◆ DATASET RECORDS
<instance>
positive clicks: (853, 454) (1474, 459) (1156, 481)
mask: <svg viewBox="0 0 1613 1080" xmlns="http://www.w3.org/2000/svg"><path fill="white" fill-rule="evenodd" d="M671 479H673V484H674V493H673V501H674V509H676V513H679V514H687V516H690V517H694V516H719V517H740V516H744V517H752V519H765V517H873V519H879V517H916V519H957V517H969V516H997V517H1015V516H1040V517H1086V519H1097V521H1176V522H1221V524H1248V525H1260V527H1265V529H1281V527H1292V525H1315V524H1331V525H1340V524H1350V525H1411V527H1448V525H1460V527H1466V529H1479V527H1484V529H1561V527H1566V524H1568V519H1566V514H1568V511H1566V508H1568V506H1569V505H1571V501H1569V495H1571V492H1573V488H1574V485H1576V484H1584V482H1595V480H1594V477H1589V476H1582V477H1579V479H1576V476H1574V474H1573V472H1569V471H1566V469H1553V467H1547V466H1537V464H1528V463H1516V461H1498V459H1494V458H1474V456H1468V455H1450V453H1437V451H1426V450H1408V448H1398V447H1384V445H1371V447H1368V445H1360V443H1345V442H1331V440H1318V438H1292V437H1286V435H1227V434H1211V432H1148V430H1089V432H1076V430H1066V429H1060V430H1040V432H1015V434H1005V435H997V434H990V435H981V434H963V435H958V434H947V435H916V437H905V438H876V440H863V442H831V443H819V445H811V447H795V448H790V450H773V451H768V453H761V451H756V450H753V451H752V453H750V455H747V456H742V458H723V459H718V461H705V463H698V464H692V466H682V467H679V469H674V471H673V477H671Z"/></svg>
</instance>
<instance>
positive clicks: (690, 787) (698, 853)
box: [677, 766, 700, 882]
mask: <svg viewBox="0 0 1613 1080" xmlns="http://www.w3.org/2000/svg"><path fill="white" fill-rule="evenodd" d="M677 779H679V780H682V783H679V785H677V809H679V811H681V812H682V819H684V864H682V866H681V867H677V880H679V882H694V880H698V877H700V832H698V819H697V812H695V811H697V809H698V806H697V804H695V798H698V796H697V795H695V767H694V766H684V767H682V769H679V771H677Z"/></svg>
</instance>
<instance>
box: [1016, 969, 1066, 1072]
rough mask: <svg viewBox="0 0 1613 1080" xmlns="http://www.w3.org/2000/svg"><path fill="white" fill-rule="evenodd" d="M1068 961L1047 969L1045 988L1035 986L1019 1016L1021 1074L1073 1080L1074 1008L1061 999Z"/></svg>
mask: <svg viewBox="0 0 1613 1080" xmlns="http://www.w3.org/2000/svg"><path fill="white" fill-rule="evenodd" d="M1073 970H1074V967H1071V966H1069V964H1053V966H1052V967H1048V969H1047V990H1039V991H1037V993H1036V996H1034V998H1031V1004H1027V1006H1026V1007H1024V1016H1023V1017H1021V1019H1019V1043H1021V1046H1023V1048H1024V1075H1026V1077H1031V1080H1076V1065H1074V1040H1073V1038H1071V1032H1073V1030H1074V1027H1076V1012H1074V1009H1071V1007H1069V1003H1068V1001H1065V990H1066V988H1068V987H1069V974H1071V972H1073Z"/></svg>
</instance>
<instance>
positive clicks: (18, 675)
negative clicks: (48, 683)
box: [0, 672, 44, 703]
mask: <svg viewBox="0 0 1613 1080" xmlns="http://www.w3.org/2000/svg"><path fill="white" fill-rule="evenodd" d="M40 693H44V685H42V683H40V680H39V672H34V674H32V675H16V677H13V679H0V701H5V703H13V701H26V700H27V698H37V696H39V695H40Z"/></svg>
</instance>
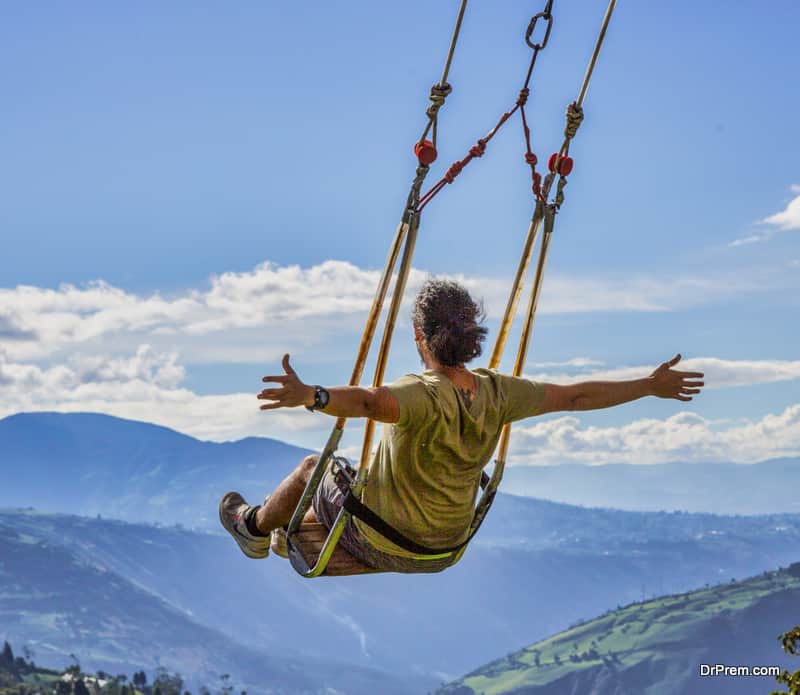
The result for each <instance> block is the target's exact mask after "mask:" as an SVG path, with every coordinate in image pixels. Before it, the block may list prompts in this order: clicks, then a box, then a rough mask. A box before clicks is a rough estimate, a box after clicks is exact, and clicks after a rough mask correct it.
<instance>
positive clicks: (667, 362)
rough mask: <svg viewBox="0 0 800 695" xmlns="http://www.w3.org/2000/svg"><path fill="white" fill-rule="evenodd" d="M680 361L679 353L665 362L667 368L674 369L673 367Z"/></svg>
mask: <svg viewBox="0 0 800 695" xmlns="http://www.w3.org/2000/svg"><path fill="white" fill-rule="evenodd" d="M680 361H681V354H680V353H678V354H677V355H675V357H673V358H672V359H671V360H670V361H669V362H667V366H669V367H674V366H675V365H676V364H678V362H680Z"/></svg>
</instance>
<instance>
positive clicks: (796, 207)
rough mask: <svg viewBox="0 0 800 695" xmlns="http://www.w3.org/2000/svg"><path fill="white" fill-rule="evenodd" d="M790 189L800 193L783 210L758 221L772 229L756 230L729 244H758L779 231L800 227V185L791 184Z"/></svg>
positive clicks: (775, 233) (767, 238)
mask: <svg viewBox="0 0 800 695" xmlns="http://www.w3.org/2000/svg"><path fill="white" fill-rule="evenodd" d="M790 190H791V191H792V193H796V194H799V195H796V196H795V197H794V198H792V199H791V200H790V201H789V202H788V203H787V205H786V207H785V208H784V209H783V210H781V211H780V212H776V213H775V214H774V215H769V216H768V217H765V218H764V219H762V220H759V221H758V223H757V224H760V225H768V226H769V227H772V229H767V230H766V231H759V232H754V233H753V234H750V235H748V236H746V237H742V238H741V239H734V240H733V241H732V242H730V244H728V246H732V247H737V246H747V245H749V244H758V243H760V242H762V241H769V240H770V239H771V238H772V237H773V236H775V234H776V233H777V232H782V231H788V230H792V229H800V185H797V184H794V185H792V186H790Z"/></svg>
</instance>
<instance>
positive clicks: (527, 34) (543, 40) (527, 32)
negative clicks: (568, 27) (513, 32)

◆ WHAT THE TASK ASKS
Extract every line of the listing from its first line through the line containing "positive clicks: (853, 454)", both included, and reproduce them verbatim.

◆ SOLUTION FOR THIS PROBLEM
<instance>
positive clicks: (853, 454) (1474, 459) (1156, 481)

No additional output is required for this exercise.